Objective:
Convert the data below, from the line containing "[indicate] one point per instance, sample <point>86,189</point>." down to and including the line containing "<point>511,145</point>", into a JSON list of strings with one string per line, leaving out blank lines and the pictures.

Information provided:

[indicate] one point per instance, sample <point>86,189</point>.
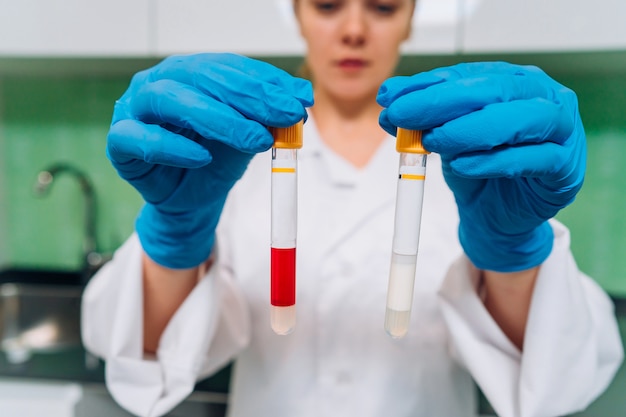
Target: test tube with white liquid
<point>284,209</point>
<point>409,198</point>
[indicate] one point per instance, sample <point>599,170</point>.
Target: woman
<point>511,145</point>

---

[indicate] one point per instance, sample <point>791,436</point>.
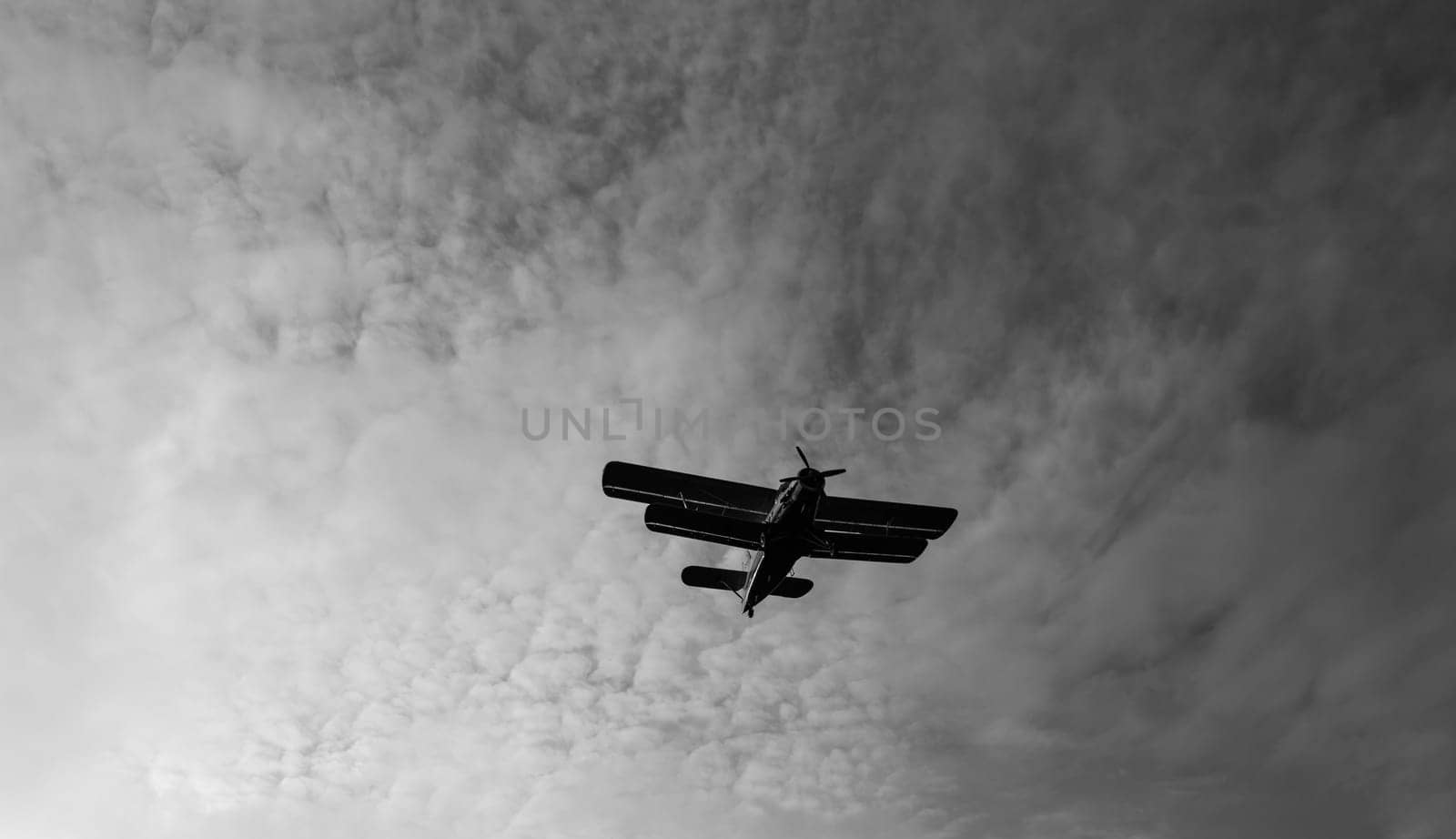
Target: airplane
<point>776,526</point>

Result below:
[
  "[indicate] one point per instance, sample <point>86,189</point>.",
  "Target: test tube with white liquid",
  "<point>284,209</point>",
  "<point>409,198</point>",
  "[indicate] one point per instance, sample <point>599,170</point>.",
  "Target: woman",
  "<point>511,145</point>"
]